=== ABOUT THIS EXERCISE ===
Look through the data for the string "below". Copy every line where it is found.
══ EXTRACTED MATERIAL
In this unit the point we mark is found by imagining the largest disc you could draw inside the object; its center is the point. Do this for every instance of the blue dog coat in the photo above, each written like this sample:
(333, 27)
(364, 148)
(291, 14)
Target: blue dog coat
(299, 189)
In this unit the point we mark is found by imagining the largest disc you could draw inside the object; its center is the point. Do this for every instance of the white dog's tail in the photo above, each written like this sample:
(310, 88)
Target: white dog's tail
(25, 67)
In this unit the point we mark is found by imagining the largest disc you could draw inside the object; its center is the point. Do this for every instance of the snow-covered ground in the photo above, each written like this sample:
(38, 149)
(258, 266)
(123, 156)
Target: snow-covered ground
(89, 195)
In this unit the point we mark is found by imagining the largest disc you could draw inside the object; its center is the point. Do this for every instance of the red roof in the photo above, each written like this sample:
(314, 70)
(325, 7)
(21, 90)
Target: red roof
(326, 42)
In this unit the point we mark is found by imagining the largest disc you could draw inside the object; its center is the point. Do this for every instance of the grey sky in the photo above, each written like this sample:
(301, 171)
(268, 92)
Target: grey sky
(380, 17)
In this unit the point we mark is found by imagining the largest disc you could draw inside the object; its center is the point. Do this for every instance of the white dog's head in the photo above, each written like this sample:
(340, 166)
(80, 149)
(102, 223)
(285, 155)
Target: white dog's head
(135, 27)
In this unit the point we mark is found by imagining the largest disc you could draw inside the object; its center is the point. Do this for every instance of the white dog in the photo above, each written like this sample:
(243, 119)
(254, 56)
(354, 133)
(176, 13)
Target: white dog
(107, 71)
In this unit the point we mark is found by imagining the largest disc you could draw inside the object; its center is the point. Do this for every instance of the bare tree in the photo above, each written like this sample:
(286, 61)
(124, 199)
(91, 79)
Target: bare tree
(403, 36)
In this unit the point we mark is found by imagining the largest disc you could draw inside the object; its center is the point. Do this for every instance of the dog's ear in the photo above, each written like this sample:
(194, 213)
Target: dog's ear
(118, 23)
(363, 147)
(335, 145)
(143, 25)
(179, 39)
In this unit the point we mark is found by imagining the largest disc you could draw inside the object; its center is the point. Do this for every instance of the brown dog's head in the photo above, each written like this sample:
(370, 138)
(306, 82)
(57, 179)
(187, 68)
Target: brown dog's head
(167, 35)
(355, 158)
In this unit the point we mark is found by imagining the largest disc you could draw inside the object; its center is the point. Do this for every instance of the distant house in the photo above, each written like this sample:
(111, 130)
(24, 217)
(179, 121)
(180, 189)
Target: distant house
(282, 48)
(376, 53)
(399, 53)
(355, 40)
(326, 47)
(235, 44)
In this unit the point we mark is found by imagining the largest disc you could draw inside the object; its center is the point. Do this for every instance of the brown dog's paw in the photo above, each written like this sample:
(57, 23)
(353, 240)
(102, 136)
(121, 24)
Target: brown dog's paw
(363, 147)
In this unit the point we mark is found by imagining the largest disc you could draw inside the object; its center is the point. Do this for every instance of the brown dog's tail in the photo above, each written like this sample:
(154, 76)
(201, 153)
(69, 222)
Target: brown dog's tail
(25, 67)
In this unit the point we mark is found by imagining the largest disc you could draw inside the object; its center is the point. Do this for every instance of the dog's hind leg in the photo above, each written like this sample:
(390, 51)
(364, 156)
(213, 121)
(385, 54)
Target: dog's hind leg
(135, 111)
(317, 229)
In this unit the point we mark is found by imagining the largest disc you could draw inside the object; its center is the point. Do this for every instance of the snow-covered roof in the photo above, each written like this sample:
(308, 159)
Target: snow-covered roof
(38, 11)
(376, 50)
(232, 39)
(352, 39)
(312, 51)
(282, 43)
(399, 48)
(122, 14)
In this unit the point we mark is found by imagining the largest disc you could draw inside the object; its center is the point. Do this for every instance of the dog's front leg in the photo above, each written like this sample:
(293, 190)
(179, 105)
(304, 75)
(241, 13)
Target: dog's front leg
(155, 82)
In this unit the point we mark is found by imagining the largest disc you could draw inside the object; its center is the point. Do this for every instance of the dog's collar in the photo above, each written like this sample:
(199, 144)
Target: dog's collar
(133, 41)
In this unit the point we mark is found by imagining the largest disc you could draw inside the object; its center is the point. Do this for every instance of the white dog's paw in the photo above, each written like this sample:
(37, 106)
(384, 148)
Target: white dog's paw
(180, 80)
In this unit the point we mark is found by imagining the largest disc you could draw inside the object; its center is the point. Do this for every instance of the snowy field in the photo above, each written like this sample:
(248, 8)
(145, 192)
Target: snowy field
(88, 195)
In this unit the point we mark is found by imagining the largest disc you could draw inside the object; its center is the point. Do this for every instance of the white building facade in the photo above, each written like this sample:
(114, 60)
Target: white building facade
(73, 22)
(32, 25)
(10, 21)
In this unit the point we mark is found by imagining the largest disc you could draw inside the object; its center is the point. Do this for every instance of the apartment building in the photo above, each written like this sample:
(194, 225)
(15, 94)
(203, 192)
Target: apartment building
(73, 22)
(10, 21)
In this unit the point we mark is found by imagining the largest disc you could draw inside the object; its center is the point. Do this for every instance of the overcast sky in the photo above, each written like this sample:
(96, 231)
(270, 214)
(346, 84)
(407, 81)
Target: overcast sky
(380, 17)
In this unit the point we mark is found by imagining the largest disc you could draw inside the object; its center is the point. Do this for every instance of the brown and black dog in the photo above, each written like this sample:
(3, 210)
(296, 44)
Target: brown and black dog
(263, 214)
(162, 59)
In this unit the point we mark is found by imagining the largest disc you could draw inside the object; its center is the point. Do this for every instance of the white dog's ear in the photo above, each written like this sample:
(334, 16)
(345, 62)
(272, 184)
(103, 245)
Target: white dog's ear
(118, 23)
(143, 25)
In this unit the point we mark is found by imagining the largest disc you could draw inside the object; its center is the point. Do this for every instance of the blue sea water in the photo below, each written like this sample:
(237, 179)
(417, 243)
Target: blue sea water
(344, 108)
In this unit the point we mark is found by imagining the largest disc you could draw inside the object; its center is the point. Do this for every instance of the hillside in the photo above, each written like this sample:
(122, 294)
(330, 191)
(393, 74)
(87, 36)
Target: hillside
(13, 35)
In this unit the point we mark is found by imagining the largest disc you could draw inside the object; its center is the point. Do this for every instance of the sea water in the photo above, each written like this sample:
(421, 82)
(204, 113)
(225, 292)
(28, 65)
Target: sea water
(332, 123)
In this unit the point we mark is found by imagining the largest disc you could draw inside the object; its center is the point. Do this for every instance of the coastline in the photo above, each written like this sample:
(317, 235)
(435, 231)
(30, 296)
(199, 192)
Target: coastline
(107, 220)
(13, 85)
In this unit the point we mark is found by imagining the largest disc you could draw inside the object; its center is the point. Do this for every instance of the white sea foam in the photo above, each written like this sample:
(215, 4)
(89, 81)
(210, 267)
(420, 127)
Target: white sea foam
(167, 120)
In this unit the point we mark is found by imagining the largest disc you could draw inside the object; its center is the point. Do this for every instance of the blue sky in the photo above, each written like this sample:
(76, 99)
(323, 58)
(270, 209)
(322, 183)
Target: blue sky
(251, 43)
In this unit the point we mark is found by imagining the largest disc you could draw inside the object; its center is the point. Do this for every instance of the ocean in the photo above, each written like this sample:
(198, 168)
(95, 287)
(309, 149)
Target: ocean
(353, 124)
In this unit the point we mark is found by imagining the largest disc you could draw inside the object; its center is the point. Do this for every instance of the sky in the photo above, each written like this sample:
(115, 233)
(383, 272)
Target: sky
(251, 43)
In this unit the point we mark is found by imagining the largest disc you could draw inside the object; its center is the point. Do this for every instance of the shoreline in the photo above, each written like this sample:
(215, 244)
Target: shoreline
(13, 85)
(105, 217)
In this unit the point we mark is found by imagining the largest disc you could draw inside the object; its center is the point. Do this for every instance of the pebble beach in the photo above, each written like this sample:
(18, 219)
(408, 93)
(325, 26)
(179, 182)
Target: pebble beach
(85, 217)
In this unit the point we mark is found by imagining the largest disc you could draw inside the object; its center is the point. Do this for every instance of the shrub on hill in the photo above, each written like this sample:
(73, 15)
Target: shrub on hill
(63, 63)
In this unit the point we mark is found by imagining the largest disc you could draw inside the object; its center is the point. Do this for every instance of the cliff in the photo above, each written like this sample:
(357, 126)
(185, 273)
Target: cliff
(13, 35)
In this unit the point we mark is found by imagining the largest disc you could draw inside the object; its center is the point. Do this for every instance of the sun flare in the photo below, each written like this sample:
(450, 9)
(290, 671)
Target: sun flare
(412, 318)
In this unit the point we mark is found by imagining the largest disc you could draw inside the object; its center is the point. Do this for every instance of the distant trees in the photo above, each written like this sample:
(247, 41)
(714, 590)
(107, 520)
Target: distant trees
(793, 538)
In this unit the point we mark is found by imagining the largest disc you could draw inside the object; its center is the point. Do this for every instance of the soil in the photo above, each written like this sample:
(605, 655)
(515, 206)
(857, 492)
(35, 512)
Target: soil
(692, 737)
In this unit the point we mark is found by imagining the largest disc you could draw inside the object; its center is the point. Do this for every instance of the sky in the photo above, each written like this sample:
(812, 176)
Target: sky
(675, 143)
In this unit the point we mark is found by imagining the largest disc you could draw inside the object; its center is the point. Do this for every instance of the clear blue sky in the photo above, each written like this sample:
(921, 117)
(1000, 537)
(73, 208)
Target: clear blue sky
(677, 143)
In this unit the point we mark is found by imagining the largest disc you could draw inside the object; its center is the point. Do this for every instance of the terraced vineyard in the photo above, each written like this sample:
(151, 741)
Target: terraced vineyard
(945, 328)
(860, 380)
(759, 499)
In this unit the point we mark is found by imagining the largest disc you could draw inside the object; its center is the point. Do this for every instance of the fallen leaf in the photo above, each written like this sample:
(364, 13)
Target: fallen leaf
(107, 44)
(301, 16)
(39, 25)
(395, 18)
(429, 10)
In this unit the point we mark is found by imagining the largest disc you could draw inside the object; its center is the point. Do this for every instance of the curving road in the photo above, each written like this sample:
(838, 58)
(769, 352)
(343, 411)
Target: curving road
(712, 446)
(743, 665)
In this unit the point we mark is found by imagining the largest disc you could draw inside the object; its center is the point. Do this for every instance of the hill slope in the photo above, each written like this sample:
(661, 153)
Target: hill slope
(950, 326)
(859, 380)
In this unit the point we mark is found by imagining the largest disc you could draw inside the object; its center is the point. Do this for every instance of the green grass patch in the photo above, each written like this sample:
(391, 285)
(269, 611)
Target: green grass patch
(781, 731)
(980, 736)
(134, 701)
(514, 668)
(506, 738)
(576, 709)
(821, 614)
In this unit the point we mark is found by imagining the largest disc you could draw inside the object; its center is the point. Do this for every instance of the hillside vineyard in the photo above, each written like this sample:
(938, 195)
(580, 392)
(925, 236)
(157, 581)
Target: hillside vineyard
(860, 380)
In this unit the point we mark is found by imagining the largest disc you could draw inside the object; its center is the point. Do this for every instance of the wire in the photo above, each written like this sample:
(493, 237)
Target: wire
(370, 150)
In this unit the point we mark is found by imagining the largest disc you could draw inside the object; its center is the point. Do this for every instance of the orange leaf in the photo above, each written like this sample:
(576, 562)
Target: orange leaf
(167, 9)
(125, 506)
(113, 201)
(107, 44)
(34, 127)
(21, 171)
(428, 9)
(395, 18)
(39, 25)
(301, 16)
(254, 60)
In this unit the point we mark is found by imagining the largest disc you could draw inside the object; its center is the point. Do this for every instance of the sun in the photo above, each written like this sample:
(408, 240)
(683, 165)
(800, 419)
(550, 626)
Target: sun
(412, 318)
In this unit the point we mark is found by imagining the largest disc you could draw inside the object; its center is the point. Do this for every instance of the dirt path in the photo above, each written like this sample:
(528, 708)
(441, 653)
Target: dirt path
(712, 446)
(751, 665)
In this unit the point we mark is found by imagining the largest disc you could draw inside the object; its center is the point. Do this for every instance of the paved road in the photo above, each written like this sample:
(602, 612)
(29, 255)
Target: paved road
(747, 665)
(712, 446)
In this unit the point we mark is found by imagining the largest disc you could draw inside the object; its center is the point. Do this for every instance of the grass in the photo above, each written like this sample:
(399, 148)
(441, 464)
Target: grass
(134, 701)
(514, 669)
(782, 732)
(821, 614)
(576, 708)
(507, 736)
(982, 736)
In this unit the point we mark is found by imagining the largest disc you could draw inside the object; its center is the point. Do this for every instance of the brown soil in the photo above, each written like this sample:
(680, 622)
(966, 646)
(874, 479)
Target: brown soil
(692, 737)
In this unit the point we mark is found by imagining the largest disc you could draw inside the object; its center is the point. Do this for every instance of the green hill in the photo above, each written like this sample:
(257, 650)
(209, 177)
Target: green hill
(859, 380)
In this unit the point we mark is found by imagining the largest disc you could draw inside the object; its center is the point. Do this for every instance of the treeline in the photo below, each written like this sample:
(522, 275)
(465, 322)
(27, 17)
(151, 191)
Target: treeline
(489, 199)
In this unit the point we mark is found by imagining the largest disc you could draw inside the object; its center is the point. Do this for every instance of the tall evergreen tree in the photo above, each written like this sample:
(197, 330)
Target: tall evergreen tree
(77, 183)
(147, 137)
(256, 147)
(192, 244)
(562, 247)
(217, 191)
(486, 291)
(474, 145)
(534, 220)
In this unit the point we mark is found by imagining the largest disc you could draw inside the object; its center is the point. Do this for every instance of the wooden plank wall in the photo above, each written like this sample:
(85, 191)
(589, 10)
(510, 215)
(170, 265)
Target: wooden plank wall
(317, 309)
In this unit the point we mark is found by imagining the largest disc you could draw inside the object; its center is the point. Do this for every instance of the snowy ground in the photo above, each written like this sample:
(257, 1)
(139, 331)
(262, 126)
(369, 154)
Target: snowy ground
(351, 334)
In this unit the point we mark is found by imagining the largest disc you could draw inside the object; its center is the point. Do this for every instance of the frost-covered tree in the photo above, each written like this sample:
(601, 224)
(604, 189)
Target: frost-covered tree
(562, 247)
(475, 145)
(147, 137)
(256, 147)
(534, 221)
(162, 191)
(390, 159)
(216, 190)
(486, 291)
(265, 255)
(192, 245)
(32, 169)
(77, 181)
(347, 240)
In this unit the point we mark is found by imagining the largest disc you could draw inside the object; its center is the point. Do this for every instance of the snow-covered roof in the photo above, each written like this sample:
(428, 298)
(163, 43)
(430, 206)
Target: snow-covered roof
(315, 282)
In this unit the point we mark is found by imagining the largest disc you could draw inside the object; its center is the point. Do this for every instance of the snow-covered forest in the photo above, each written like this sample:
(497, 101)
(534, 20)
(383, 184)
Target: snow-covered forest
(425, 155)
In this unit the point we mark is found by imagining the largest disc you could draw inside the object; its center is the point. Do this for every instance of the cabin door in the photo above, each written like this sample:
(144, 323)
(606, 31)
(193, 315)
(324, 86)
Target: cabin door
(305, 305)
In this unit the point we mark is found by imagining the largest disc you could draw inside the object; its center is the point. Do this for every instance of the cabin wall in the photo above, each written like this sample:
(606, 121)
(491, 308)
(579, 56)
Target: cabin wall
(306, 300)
════
=== WORKED SOLUTION ===
In this unit the point we mark is found by imagining the largest disc you could draw inside the object; its center is the point. Do this for every instance of the blue sea water in the photo below, each written like this sample:
In this unit the point we mark is found by imagining the largest disc you could draw inside the object; its center is the point. Do this for every instance of the sun flare in the photo below, each written like this sample:
In this unit the point we mark is found by imagining the largest disc you could draw inside the object; its center is the point. Do this for every instance of the treeline in the photo below, each written like this sample:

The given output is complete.